* **To do**:
Word for word, restate every line of the listing that follows.

_ _ _ _ _ _ _

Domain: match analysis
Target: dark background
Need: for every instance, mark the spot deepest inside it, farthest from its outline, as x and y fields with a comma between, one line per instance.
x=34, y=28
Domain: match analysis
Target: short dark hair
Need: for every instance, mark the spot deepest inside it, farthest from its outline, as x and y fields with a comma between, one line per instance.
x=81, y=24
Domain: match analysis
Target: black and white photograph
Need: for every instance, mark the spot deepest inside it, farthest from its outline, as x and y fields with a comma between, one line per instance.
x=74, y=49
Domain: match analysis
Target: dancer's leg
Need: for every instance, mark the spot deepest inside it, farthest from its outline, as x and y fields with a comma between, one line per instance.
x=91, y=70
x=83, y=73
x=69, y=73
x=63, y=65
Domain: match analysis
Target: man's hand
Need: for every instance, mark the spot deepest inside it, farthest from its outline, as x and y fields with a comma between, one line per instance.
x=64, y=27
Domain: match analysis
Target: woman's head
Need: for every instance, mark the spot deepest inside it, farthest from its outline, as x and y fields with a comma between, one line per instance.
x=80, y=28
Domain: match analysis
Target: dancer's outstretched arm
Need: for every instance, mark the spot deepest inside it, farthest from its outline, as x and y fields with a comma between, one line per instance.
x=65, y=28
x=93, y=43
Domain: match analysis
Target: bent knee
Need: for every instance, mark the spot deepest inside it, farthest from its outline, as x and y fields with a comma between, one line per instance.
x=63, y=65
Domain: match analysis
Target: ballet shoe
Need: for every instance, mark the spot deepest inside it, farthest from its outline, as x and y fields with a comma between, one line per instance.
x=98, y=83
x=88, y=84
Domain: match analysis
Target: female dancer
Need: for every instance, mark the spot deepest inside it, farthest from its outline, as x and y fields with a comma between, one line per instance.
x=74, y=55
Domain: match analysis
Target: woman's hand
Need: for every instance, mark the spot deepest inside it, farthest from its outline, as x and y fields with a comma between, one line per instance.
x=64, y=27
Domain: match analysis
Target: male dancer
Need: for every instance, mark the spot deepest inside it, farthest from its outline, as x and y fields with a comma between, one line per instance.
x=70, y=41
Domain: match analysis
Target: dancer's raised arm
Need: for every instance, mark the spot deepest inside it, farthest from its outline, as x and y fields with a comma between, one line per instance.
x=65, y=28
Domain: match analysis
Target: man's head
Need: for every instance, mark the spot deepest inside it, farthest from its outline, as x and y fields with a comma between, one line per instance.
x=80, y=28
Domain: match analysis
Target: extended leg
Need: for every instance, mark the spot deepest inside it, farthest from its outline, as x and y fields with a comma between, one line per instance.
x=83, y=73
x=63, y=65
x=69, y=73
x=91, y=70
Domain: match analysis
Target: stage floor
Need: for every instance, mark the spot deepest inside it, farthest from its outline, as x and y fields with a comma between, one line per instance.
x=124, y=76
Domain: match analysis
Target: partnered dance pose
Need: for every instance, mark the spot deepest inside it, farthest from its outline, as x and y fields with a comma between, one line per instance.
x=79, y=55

_ _ _ _ _ _ _

* **Solution to the exercise**:
Domain: match analysis
Target: dark background
Need: for every instance, mark the spot deepest inside it, farthest from its outline, as x and y fields with a comma between, one line per instance.
x=34, y=28
Domain: match analysis
Target: short dark hair
Need: for every instance, mark the spot deepest inside it, farthest from its outline, as x and y fields with a comma between, one line per instance.
x=81, y=24
Domain: match analysis
Target: black and white photograph
Need: for every instance, mark the spot deepest inside it, farthest from its outline, as x and y fields with a comma between, one line per instance.
x=74, y=49
Domain: match analysis
Target: dancer's leg
Need: for every instance, mark the spot deepest inside it, farthest from its outline, as x and y fields with a comma between, one line per instance.
x=91, y=70
x=83, y=73
x=69, y=73
x=63, y=65
Domain: match analysis
Target: man's hand
Need: for every instance, mark the spot deepest inside it, farthest from its outline, as x and y fields with a comma between, one line per instance.
x=64, y=27
Domain: match analysis
Target: woman's head
Need: for every instance, mark the spot deepest inside it, farthest from its outline, as x and y fields with a comma between, one line per instance.
x=80, y=28
Domain: match analysis
Target: dancer's outstretched arm
Need: for every instance, mark the spot deepest inside it, farthest from its outline, as x and y fields with a comma between, one line per instance.
x=65, y=28
x=93, y=43
Domain: match analysis
Target: bent knee
Need: for every instance, mark the spot deepest inside it, farthest from its outline, as x and y fields with a comma between, one line per instance.
x=63, y=65
Domain: match analysis
Target: ballet shoe
Need: for every instance, mark the spot deepest inside it, farthest from its outline, as x and y fields with a comma between, one line per instance.
x=98, y=83
x=88, y=84
Domain: match analysis
Target: female dancer
Need: for every instance, mark the spot deepest inside it, farthest from its outline, as x and y fields with a comma between, one line per instance.
x=74, y=55
Domain: match analysis
Target: woman's hand
Need: for every instance, mark the spot deepest inside it, farthest from its outline, as x and y fields with a comma between, one line per instance.
x=64, y=27
Domain: match analysis
Target: male dancer
Need: for every instance, mark the spot deepest inside it, farthest from its outline, as x and y fields with a comma between, one line per instance.
x=70, y=41
Domain: match analysis
Target: dancer's raised arm
Need: for every instance, mark the spot deepest inside it, farthest from its outline, as x and y fields with a comma between, one line per instance.
x=65, y=28
Domain: match analysis
Target: man's head
Need: for every instance, mark the spot deepest inside it, farthest from its outline, as x and y fields with a comma between, one line per instance.
x=80, y=28
Domain: match analysis
Target: extended leg
Need: for every instance, mark the spot deepest inside it, farthest from its outline, as x and y fields with a comma between, one line per instance.
x=83, y=73
x=63, y=65
x=69, y=73
x=91, y=70
Domain: match analysis
Target: stage floor
Need: for every instance, mark the spot deepest inside it, farthest from its outline, as x and y fields with a comma between, one line per instance.
x=124, y=76
Domain: match analysis
Target: partnered dance pose
Need: for every instance, mark the spot deepest inside it, farthest from its outline, as x and y fields with a comma between, one line per instance.
x=79, y=55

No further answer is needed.